* [Task instructions] Nothing but the lines from the one containing "TARGET: tree trunk" through the end of the material should be restated, and each exactly.

=====

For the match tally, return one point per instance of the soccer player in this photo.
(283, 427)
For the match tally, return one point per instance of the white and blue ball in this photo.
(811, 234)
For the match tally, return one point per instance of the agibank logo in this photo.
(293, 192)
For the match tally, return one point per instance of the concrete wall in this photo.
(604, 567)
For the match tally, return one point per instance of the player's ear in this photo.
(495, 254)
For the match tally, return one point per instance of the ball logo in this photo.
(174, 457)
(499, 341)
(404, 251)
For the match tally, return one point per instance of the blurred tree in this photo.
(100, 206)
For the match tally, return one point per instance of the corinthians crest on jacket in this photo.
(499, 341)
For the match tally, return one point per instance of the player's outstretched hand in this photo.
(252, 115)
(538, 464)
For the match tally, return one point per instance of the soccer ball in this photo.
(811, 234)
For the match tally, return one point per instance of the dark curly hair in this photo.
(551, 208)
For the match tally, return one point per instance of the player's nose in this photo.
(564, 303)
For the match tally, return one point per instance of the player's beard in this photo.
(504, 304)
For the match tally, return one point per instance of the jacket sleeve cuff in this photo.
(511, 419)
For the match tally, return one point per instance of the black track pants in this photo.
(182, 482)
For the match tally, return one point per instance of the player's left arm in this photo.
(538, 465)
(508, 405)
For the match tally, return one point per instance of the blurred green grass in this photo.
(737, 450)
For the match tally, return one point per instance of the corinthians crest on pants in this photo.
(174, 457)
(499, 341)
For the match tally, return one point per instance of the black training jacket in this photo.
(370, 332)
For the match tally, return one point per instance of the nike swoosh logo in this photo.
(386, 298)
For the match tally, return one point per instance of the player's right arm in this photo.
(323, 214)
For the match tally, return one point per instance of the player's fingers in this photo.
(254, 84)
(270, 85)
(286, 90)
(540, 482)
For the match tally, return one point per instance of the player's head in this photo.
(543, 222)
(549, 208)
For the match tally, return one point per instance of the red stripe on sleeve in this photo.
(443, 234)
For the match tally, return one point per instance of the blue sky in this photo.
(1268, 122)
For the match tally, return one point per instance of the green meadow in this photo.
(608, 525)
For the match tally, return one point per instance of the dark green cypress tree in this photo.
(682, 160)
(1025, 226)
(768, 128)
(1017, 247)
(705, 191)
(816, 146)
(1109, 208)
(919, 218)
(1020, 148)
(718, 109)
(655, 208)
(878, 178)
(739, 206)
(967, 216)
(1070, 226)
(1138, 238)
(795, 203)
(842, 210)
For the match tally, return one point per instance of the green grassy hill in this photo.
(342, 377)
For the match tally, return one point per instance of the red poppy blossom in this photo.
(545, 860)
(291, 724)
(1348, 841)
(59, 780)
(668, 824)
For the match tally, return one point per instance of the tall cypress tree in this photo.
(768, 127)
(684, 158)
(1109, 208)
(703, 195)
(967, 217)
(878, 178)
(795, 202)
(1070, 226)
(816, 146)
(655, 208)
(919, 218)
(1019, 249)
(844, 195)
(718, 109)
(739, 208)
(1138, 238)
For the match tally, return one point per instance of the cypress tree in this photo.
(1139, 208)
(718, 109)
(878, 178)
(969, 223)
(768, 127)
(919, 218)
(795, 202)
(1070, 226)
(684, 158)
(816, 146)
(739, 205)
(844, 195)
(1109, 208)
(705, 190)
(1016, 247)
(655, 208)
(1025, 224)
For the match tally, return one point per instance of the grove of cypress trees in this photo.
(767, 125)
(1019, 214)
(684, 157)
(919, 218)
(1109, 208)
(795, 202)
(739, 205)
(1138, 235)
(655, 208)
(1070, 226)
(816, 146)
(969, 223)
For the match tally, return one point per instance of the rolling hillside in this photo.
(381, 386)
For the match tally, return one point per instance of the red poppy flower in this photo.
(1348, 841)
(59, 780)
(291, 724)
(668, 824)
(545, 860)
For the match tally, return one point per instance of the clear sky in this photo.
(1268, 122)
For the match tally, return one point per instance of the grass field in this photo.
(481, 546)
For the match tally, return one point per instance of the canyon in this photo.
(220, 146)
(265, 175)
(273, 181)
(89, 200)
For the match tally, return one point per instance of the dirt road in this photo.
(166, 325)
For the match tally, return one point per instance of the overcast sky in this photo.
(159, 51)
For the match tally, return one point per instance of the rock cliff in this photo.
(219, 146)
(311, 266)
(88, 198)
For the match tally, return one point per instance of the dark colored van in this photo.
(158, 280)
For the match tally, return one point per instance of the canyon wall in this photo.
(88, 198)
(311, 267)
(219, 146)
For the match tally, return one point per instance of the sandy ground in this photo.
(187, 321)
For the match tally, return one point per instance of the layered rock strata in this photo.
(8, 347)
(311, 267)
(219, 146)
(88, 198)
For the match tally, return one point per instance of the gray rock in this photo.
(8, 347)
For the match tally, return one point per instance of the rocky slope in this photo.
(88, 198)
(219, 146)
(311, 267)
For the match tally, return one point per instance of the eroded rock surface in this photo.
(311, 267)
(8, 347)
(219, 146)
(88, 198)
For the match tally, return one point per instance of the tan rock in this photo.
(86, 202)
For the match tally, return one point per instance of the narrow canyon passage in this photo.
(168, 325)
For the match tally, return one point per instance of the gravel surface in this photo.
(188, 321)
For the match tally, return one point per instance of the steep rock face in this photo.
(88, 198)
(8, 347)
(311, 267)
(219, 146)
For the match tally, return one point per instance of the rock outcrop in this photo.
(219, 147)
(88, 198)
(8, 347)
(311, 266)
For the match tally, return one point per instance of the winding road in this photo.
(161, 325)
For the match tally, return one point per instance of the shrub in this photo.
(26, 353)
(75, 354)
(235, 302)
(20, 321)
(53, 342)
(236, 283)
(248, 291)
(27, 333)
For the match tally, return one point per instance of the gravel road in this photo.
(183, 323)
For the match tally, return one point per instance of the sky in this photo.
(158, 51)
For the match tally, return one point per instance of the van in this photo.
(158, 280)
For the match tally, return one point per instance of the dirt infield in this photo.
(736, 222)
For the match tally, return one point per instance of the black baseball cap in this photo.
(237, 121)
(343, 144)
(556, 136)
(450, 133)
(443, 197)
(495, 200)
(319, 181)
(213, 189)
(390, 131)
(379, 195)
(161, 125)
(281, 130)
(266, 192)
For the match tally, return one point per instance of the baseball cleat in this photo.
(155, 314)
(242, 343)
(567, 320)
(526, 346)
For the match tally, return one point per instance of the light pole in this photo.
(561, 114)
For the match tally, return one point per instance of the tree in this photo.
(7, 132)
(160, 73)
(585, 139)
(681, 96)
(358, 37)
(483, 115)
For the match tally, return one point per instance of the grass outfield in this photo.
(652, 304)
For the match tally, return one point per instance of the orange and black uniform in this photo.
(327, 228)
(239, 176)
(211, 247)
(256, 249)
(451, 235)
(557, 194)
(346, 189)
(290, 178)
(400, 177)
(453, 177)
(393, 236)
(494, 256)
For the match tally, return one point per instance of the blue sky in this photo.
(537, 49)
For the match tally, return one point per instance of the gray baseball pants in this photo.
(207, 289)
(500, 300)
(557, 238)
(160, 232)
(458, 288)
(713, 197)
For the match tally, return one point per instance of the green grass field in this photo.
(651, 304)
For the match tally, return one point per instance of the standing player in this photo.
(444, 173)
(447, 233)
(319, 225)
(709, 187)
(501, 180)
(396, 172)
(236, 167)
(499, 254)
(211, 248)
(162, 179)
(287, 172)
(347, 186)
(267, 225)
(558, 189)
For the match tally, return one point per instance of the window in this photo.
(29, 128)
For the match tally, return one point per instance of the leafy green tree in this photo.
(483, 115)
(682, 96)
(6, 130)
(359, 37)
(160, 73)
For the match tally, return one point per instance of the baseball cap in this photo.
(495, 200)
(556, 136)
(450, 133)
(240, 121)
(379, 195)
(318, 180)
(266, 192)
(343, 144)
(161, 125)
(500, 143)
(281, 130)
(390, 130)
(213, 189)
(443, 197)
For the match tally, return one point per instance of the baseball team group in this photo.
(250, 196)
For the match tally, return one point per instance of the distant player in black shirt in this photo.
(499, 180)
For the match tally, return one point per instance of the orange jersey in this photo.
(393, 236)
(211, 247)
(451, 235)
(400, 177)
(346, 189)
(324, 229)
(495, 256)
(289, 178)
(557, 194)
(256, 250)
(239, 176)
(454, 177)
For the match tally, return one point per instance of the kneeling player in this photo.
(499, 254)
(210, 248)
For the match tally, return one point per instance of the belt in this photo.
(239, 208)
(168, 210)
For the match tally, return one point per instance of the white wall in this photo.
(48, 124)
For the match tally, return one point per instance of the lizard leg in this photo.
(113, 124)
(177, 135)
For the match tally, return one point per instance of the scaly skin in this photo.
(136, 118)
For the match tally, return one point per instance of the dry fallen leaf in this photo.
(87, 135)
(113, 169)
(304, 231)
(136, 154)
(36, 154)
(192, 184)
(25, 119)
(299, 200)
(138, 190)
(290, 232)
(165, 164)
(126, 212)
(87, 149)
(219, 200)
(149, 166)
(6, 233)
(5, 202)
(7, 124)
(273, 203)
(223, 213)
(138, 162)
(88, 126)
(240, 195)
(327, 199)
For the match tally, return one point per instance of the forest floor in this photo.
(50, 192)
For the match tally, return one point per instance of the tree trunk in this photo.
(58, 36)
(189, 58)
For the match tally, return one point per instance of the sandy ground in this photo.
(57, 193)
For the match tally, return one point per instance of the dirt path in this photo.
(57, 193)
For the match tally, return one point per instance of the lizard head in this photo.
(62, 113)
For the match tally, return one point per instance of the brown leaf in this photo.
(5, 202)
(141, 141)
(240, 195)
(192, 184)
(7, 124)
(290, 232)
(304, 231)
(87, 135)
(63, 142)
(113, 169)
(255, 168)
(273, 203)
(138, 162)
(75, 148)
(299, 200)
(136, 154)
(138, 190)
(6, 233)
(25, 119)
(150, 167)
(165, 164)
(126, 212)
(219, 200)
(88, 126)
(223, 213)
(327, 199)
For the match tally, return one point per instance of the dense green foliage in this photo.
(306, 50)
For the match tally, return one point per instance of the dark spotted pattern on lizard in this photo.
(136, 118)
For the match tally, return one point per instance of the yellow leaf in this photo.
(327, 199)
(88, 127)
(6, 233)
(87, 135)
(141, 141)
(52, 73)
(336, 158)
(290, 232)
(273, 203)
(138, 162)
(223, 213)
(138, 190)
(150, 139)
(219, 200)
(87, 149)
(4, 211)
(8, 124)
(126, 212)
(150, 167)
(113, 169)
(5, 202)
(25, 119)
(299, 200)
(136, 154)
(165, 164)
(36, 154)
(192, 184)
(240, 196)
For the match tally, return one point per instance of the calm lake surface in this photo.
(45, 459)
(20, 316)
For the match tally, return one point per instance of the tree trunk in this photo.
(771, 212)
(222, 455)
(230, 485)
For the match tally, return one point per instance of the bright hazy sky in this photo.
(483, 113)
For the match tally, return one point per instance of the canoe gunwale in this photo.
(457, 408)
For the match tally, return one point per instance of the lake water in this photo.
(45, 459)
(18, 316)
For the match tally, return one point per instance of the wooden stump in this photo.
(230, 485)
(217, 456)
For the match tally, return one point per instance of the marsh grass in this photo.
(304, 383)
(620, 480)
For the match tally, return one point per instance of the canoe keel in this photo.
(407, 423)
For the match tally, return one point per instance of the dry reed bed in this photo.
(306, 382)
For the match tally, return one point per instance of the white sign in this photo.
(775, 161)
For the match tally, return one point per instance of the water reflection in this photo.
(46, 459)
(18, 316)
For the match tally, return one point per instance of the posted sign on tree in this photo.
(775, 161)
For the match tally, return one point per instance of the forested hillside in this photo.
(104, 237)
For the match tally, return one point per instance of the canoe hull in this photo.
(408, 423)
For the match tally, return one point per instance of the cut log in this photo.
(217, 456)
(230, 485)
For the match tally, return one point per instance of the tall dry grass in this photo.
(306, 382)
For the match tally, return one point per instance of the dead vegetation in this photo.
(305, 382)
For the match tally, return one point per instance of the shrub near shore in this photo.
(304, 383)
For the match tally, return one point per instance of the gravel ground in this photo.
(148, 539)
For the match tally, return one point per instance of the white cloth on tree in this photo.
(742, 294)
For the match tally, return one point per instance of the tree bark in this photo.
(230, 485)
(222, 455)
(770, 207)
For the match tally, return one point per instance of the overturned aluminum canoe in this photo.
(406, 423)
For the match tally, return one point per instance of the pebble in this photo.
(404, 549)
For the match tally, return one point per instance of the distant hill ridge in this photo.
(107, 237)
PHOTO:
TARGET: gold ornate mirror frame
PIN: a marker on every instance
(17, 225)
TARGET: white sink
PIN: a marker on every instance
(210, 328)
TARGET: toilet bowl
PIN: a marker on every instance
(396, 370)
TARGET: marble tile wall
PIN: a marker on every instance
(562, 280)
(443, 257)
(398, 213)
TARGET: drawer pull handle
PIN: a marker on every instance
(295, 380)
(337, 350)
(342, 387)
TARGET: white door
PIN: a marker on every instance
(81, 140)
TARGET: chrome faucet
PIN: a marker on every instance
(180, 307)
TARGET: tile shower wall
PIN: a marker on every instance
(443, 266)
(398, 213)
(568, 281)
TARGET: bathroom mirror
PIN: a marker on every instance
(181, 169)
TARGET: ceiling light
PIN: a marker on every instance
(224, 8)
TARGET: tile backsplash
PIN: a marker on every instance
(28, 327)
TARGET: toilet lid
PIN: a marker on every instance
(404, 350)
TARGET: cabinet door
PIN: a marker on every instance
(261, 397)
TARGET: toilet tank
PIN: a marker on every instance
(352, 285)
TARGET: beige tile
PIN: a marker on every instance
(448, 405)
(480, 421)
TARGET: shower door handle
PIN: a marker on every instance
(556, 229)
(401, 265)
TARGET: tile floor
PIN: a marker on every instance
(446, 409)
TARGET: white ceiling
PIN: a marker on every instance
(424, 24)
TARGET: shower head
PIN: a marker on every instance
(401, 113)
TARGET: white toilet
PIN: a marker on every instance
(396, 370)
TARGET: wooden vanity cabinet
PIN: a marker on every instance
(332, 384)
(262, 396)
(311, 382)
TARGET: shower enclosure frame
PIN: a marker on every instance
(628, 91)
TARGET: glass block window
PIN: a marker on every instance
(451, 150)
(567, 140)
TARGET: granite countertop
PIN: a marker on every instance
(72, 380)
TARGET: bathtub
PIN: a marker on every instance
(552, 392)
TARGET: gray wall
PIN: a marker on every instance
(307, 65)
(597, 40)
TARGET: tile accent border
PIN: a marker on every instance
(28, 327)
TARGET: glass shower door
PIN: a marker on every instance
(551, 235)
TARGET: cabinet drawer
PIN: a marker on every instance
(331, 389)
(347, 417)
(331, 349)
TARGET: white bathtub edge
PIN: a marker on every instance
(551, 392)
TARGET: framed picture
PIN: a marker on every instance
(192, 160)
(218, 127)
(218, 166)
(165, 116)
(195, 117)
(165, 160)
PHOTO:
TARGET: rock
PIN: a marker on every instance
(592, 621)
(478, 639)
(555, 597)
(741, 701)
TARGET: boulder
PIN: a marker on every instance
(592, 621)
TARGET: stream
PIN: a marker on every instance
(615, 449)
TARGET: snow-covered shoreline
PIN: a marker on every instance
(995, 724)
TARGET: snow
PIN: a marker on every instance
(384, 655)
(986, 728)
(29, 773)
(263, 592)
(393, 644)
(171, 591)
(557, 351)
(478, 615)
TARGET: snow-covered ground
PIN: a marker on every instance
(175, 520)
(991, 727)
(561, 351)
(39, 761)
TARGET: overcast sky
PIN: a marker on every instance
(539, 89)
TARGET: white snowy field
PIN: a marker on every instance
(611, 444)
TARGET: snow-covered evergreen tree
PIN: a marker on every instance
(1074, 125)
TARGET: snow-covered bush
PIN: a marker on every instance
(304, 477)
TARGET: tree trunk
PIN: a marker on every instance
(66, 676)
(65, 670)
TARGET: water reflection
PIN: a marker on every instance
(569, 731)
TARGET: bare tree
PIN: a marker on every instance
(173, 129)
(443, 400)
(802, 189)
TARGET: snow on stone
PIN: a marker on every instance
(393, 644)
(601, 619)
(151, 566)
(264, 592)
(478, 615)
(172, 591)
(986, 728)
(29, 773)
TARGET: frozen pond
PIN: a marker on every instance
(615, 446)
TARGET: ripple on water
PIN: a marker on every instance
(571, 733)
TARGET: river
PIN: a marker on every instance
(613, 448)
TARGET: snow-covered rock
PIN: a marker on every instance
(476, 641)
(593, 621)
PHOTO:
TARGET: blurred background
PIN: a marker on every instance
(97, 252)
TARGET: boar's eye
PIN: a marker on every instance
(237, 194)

=====

* [Reply to the exercise]
TARGET: tree trunk
PIN: a marker on every instance
(66, 676)
(65, 670)
TARGET: water reflection
PIN: a marker on every instance
(569, 731)
TARGET: bare tree
PIN: a marker on every instance
(173, 129)
(443, 400)
(802, 189)
TARGET: snow on stone
PIN: a marker on every instance
(393, 644)
(601, 619)
(151, 566)
(264, 592)
(478, 615)
(172, 591)
(986, 728)
(29, 773)
TARGET: frozen pond
PIN: a marker on every instance
(615, 446)
TARGET: ripple on water
PIN: a marker on every instance
(571, 733)
TARGET: river
PIN: a marker on every instance
(613, 448)
TARGET: snow-covered rock
PIN: a marker on every instance
(476, 641)
(593, 621)
PHOTO:
TARGET: blurred background
PIN: a marker on every instance
(97, 252)
TARGET: boar's eye
PIN: a marker on every instance
(237, 194)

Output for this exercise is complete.